▶ **Provided passage**
--- START ---

The Applicant is applying to court to exercise its powers to summon the witness to tender the statement. And no prejudice will be occasioned to the State by doing so.
As to S.75 Trial Indictment Act- it was Counsel for the Applicant’s contention that it does not apply to prevent the application and therefore that its citation is misconceived.
He pointed out that the accused are not represented at committal and therefore cannot tell the number of witnesses to call. And that the prosecution cannot object to this witness whom they chose not to call in bad faith to mislead the court.
Reiterating that the Applicant was moving court to exercise its powers to call the witness, Counsel added that, the prayers of the state are not tenable. And that there are rules and procedures under which the statements are made and therefore it cannot be tendered by an accused who did not record it himself. It was recorded by DASP Dusabe, who it is prayed court summons. Reiterating earlier prayers, Counsel stated that the summons should be made through the Inspector General of Police to call the Police Officer who recorded the statement to come and tender it in court.
After careful consideration of the submissions of both Counsel, I find that I am more persuaded by the submissions of Counsel for the Applicant.
While the application for re-opening the defence case was made after the submissions of both Counsel, the summing up of assessors had not yet been done. Therefore, as established by decided cases, that trial had not yet ended, “Trial on indictment ends with the summing up of Assessors “– Refer to Stephen Karekona vs. Uganda (Supra).
While the Applicant was given a chance to call witnesses and could have then called the witness he now seeks to call to tender in his statement, it would occasion a miscarriage of justice to deny him a chance to do so, when the trial has not yet closed; and yet he believes that the information is vital for beefing up his defence - See Uganda vs. Borespeyo Mpayo (Supra) to explanation as to “when a miscarriage of justice occurs”.
The Applicant not having personally recorded his own statement cannot be the one to tender it in as the manner and circumstances in which it was recorded have to be explained to court. It is accordingly necessary to call the Police Officer who recorded it to appear and put it.
While the application was made under Article 126 (2) (e) Constitution interlia, there is nothing to prevent court from exercising its powers under S.39 Trial Indictments Act to call the witness needed by the defence, as a court witness.
As already indicated in this ruling, the section gives “the court discretion, at any stage of the trial to summon or call any person as a witness…. And the court shall summon and examine… any such person if he/her evidence appears to be essential for the just decision of the case”

--- END ---

▶ **Written request 1**
Print the court ruling word for word, starting with the words "He pointed out" and ending after "it in court.".
▶ **Written request 2**
Pick up the court ruling after its last sentence and keep writing it.

[Pointing entries for labeled objects]
--- START ---

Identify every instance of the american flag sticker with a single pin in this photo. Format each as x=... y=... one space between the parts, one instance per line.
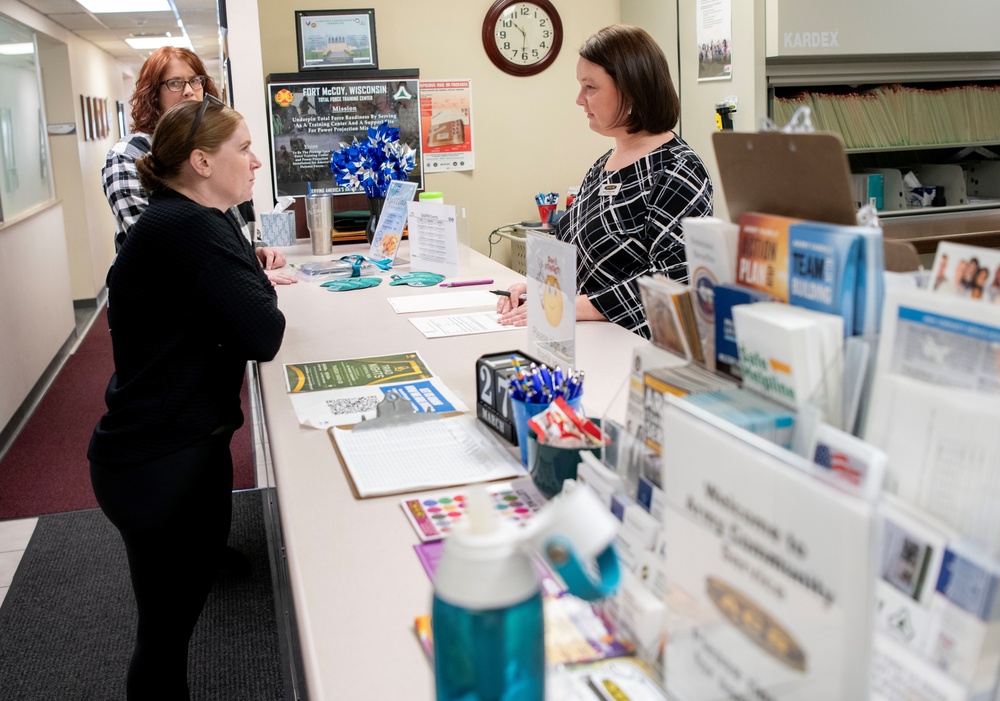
x=852 y=469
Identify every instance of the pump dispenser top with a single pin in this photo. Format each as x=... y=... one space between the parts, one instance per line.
x=487 y=612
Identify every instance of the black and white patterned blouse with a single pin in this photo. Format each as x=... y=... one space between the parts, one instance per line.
x=127 y=197
x=626 y=224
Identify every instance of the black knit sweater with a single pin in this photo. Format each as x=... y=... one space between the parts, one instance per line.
x=188 y=305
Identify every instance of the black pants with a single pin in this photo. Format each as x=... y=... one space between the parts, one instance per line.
x=174 y=516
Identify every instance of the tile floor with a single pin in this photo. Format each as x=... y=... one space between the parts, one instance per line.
x=14 y=537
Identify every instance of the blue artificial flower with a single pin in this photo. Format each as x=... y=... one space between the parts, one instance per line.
x=370 y=165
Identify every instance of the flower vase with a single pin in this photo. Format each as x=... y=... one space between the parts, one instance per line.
x=375 y=205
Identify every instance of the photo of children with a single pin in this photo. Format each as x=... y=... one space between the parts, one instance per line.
x=967 y=271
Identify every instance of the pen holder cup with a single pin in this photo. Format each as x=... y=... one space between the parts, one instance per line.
x=525 y=410
x=550 y=466
x=545 y=212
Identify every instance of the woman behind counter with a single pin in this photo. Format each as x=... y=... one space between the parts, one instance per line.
x=160 y=463
x=625 y=222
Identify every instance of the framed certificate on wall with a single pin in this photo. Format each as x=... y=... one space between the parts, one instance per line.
x=333 y=39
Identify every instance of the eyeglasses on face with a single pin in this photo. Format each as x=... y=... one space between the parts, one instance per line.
x=208 y=100
x=177 y=84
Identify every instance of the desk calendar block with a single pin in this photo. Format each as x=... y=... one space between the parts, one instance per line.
x=493 y=375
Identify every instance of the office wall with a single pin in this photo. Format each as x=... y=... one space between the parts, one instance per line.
x=748 y=84
x=62 y=252
x=72 y=67
x=529 y=135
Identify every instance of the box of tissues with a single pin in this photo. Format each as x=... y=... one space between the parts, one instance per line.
x=278 y=228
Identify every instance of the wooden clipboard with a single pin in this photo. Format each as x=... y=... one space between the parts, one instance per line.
x=794 y=175
x=390 y=421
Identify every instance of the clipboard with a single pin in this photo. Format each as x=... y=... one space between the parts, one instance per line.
x=413 y=468
x=805 y=176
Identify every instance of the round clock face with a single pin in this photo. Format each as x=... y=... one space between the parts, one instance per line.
x=522 y=38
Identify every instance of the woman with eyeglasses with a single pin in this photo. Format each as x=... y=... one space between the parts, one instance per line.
x=168 y=77
x=160 y=463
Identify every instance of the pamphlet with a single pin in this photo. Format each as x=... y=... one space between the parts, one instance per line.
x=337 y=392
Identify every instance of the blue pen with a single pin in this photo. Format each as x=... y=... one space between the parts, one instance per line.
x=515 y=391
x=546 y=376
x=536 y=381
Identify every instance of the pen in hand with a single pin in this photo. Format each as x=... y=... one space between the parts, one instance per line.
x=505 y=293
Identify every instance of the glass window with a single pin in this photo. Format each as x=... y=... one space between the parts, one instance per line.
x=25 y=176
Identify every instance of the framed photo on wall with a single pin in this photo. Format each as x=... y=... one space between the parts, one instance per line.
x=84 y=117
x=332 y=39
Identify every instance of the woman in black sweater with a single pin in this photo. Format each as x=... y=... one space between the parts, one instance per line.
x=188 y=306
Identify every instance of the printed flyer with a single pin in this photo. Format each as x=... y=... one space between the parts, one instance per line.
x=446 y=125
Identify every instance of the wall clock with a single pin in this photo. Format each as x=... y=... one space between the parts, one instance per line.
x=522 y=37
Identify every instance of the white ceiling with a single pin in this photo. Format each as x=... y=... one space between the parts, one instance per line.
x=109 y=31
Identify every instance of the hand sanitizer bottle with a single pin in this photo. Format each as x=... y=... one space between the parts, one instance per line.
x=487 y=612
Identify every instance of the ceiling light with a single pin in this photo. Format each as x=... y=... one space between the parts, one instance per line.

--- END ---

▶ **Reply 1**
He pointed out that the accused are not represented at committal and therefore cannot tell the number of witnesses to call. And that the prosecution cannot object to this witness whom they chose not to call in bad faith to mislead the court.
Reiterating that the Applicant was moving court to exercise its powers to call the witness, Counsel added that, the prayers of the state are not tenable. And that there are rules and procedures under which the statements are made and therefore it cannot be tendered by an accused who did not record it himself. It was recorded by DASP Dusabe, who it is prayed court summons. Reiterating earlier prayers, Counsel stated that the summons should be made through the Inspector General of Police to call the Police Officer who recorded the statement to come and tender it in court.

▶ **Reply 2**
Provided the Advocate for the prosecution or the Defendant (Accused) or his Advocate shall have the right to cross examine any such person, and the court shall adjourn the case for such a time, if any, as it thinks necessary to enable such cross-examination to be adequately prepared, “Once the court decided that certain evidence was essential for the just determination of the case, then it is under a duty to call a witness or witnesses to give that evidence whatever its effect is likely to be”.
Courts have emphasized that “the powers must be exercised judicially and reasonably and not in a way likely to prejudice the accused”. – Refer to Ihunde Jimmy vs. Uganda (Supra).
The statement in issue in the present case was not put on record by the prosecution and it is only fair and just that it be produced if the accused feels it will benefit his case. The weight to be put on all the evidence will in the end be determined by court.
While the statement came into issue in submissions of Counsel, court cannot at this stage determine the weight to be placed upon it.
The effect of the alleged denials of the Applicant as to its existence can only be properly determined when considering the whole evidence. No injustice will be occasioned to any of the parties since the law clearly provides the right to cross examine the witness. “Justice is giving what is deserved” and “the right to a fair trial is one of the ways to prevent miscarriage of justice and it is an essential part of a just society”.
Calling the Police Office who recorded the statement will assist the court in reaching a just decision in the matter.
The application is allowed for all those reasons.
Witness summons to issue to the Police Officer through the Inspector General of Police to appear and present the statement to court.